__What you need to do__: Quote all of the items below verbatim, line for line.

__Material shown__:

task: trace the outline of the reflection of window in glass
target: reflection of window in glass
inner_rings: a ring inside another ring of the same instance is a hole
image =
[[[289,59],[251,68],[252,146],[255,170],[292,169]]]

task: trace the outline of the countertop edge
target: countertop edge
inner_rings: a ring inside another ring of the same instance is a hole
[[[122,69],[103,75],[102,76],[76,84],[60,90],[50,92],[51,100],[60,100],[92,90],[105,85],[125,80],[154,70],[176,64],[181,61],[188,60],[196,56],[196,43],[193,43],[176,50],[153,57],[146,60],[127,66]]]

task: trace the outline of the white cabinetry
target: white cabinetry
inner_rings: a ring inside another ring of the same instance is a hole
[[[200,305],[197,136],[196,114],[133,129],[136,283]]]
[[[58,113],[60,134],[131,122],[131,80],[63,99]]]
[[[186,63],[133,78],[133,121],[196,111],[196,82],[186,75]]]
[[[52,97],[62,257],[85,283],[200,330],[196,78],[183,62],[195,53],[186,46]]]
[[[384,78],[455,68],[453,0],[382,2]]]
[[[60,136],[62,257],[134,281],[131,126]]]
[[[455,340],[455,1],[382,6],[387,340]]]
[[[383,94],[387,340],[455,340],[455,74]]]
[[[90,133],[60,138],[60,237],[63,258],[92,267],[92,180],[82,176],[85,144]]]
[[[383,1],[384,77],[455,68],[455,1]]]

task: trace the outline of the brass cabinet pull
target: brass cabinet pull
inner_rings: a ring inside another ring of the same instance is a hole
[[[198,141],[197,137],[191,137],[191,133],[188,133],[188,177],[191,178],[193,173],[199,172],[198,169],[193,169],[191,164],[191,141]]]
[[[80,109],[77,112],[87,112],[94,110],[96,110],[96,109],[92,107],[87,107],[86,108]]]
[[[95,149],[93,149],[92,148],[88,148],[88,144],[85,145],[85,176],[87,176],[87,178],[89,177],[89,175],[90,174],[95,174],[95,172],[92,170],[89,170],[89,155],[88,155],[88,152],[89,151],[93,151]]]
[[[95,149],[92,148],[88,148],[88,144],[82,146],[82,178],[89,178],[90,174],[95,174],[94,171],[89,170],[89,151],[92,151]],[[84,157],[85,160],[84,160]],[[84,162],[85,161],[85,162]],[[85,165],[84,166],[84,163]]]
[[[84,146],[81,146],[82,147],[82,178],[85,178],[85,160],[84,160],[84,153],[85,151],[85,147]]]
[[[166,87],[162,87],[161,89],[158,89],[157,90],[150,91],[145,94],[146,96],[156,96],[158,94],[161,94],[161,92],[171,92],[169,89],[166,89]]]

__Exercise answer__:
task: trace the outline of the reflection of window in glass
target: reflection of window in glass
inner_rings: a ring inside another ring of the same instance is a hole
image =
[[[289,59],[251,68],[252,146],[255,170],[292,169]]]

task: trace the outline of the countertop edge
target: countertop edge
inner_rings: a ring inside another ring of the same instance is a hole
[[[122,69],[103,75],[102,76],[76,84],[60,90],[50,92],[51,100],[60,100],[92,90],[105,85],[125,80],[154,70],[176,64],[181,61],[188,60],[196,56],[196,43],[193,43],[176,50],[153,57],[146,60],[127,66]]]

task: trace the outline of the white cabinetry
target: white cabinetry
inner_rings: a ring inside another ring of the same instance is a hole
[[[200,305],[197,136],[196,114],[133,129],[136,283]]]
[[[58,113],[60,134],[131,122],[131,80],[63,99]]]
[[[186,63],[133,78],[133,121],[196,111],[196,82],[186,75]]]
[[[52,97],[62,257],[85,283],[200,330],[196,78],[183,62],[195,53],[186,46]]]
[[[384,78],[455,68],[453,0],[382,2]]]
[[[60,136],[62,257],[134,281],[131,126]]]
[[[455,340],[455,1],[382,6],[387,340]]]
[[[383,94],[387,340],[455,340],[455,74]]]
[[[90,133],[60,138],[60,237],[63,258],[92,267],[92,180],[82,176],[85,144]]]
[[[383,1],[384,77],[455,68],[455,1]]]

task: trace the outline of the brass cabinet pull
target: brass cabinet pull
inner_rings: a ring inside another ring of the same instance is a hole
[[[198,141],[197,137],[191,137],[191,133],[188,133],[188,177],[191,178],[193,173],[199,172],[198,169],[193,169],[191,164],[191,141]]]
[[[80,109],[77,112],[87,112],[94,110],[96,110],[96,109],[92,107],[87,107],[86,108]]]
[[[95,149],[93,149],[92,148],[88,148],[88,144],[85,145],[85,176],[87,176],[87,178],[89,177],[89,175],[90,174],[95,174],[95,172],[92,170],[89,170],[89,155],[88,155],[88,152],[89,151],[93,151]]]
[[[95,149],[92,148],[88,148],[88,144],[82,146],[82,178],[89,178],[90,174],[95,174],[94,171],[89,170],[89,151],[92,151]],[[84,157],[85,160],[84,160]],[[84,162],[85,161],[85,162]],[[85,165],[84,166],[84,163]]]
[[[84,146],[81,146],[82,147],[82,178],[85,178],[85,160],[84,160],[84,153],[85,151],[85,147]]]
[[[166,87],[162,87],[161,89],[158,89],[157,90],[150,91],[145,94],[146,96],[156,96],[158,94],[161,94],[161,92],[171,92],[169,89],[166,89]]]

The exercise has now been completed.